-- START THE INPUT --

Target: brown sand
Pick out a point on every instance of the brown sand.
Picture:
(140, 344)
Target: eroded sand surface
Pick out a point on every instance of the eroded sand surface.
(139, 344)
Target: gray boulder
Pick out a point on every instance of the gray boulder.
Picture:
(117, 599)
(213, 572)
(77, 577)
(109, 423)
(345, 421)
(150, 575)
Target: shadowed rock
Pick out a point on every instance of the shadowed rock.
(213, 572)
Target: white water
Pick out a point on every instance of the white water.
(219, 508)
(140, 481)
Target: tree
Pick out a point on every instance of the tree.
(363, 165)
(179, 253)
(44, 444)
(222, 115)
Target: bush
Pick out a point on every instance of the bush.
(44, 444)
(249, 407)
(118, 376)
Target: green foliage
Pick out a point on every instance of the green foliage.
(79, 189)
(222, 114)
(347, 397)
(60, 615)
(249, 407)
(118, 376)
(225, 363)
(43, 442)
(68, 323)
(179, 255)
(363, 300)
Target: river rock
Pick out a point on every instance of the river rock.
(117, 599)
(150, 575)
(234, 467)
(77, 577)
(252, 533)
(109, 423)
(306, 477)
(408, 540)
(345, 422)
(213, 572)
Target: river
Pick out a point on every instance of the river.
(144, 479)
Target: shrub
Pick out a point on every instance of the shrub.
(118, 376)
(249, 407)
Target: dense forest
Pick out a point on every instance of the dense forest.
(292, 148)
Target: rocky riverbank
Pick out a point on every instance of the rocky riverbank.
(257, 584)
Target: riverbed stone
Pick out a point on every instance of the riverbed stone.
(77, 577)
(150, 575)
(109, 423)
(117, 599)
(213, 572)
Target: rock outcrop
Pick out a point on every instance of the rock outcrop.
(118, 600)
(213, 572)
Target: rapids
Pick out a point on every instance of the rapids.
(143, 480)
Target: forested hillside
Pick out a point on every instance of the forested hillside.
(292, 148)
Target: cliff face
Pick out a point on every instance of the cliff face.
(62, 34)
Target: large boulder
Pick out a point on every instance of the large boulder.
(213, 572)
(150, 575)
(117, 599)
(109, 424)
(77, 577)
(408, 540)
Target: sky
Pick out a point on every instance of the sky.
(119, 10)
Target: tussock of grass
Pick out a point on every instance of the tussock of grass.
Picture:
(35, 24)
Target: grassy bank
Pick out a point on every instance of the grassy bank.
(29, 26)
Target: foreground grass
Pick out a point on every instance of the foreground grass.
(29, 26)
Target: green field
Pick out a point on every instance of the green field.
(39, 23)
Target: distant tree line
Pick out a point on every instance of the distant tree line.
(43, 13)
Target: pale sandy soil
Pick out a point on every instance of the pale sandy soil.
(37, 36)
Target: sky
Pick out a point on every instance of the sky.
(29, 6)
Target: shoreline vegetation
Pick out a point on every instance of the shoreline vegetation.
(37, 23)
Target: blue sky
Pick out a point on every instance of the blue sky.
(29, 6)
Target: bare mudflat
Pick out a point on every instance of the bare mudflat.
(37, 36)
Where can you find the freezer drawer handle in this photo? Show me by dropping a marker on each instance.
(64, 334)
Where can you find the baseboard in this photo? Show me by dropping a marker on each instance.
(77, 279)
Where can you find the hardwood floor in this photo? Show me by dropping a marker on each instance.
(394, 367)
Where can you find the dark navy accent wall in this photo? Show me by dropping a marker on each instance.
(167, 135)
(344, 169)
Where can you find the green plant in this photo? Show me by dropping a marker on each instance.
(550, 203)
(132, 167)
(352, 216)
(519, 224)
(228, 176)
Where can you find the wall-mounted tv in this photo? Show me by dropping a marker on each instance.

-- END THE INPUT --

GIVEN EXERCISE: Rewrite all of the data above, changing every "Pick out" to "Mark" and leaving everything else untouched.

REPLY TO THE EXERCISE:
Target: brown sand
Mark a point on every instance of the brown sand.
Picture:
(140, 344)
Target: eroded sand surface
Mark a point on every instance of the eroded sand surface.
(139, 344)
Target: gray boulder
Mark a point on every instance of the gray boulder.
Picture:
(117, 599)
(213, 572)
(77, 577)
(109, 423)
(345, 421)
(150, 575)
Target: shadowed rock
Mark a point on every instance of the shadowed rock.
(213, 572)
Target: white water
Mark a point on every instance of the white water.
(219, 508)
(140, 481)
Target: tree
Mark a point on every instance of the tree.
(363, 165)
(179, 253)
(44, 444)
(222, 115)
Target: bush
Mark a point on every instance of the bush.
(44, 444)
(249, 407)
(118, 376)
Target: green foliage
Mark a point on every instance of the green foliage.
(79, 189)
(222, 114)
(347, 397)
(60, 615)
(249, 407)
(118, 376)
(225, 363)
(43, 442)
(68, 323)
(179, 255)
(363, 300)
Target: river rock
Mark a point on every instance of the river rock.
(117, 599)
(150, 575)
(234, 467)
(77, 577)
(252, 533)
(109, 423)
(306, 477)
(408, 540)
(345, 422)
(213, 572)
Target: river
Mark a point on every instance of the river.
(144, 479)
Target: shrub
Mark a point on every instance of the shrub.
(118, 376)
(249, 407)
Target: dense forest
Mark a point on every instance of the dense forest.
(292, 148)
Target: rocky riverbank
Mark a point on every instance of the rocky riverbank.
(257, 584)
Target: riverbed stone
Mark a point on every instance of the riverbed stone.
(77, 577)
(150, 575)
(109, 423)
(117, 599)
(213, 572)
Target: rock outcrop
Mark a point on every instance of the rock outcrop.
(118, 600)
(213, 572)
Target: rapids
Mark a point on every instance of the rapids.
(143, 480)
Target: forested hillside
Mark a point on every instance of the forested hillside.
(292, 148)
Target: cliff face
Mark a point on every instance of the cliff face.
(62, 34)
Target: large boulder
Mark a point on every instance of the large boulder.
(213, 572)
(150, 575)
(117, 599)
(109, 424)
(77, 577)
(408, 540)
Target: sky
Mark a point on every instance of the sky.
(119, 10)
Target: tussock of grass
Mark a point on every instance of the tussock of grass.
Picture:
(35, 24)
Target: grassy bank
Mark a point on every instance of the grassy bank.
(29, 26)
Target: foreground grass
Mark a point on every instance of the foreground grass.
(29, 26)
Target: green field
Mark a point on every instance of the green field.
(39, 23)
Target: distant tree line
Mark a point on every instance of the distant tree line.
(43, 13)
Target: pale sandy soil
Mark a point on every instance of the pale sandy soil.
(37, 36)
Target: sky
Mark a point on every instance of the sky.
(29, 6)
Target: shoreline vegetation
Mark a point on every instance of the shoreline vegetation.
(37, 23)
Target: blue sky
Mark a point on every instance of the blue sky.
(29, 6)
Target: bare mudflat
Mark a point on every instance of the bare mudflat.
(37, 36)
Where can you find the freezer drawer handle in this photo? Show me by dropping a marker on each instance.
(64, 334)
Where can you find the baseboard in this photo? Show me by dropping a marker on each instance.
(77, 279)
Where can you find the hardwood floor in this photo? Show me by dropping a marker on each instance.
(394, 367)
Where can you find the dark navy accent wall in this photo? Show me by dropping a marker on each instance.
(167, 135)
(344, 169)
Where can you find the green plant in this photo? Show me by dropping a marker on each instance.
(550, 203)
(132, 167)
(352, 216)
(519, 224)
(228, 176)
Where can you find the wall-mounted tv in this photo? Show me by dropping a marker on each instance.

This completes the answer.